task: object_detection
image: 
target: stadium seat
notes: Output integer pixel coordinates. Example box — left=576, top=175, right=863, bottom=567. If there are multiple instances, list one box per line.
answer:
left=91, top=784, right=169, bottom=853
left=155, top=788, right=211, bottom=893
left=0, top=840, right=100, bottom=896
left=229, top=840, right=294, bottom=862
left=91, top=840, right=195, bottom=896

Task brief >> Lay out every line of the items above as a Markdown table with the columns Row and Line, numbering the rows in order and omitting any blank lines.

Task response >>
| Row | Line |
|---|---|
| 1 | task: object_detection |
| 2 | image:  |
| 3 | target: stadium seat |
| 4 | notes: Output integer pixel coordinates. Example box — left=576, top=175, right=863, bottom=567. If there are multiple instances, list one box per line. |
| 5 | answer: |
| 6 | left=91, top=784, right=169, bottom=853 |
| 7 | left=155, top=788, right=211, bottom=893 |
| 8 | left=0, top=840, right=100, bottom=896 |
| 9 | left=229, top=840, right=294, bottom=862 |
| 10 | left=91, top=840, right=195, bottom=896 |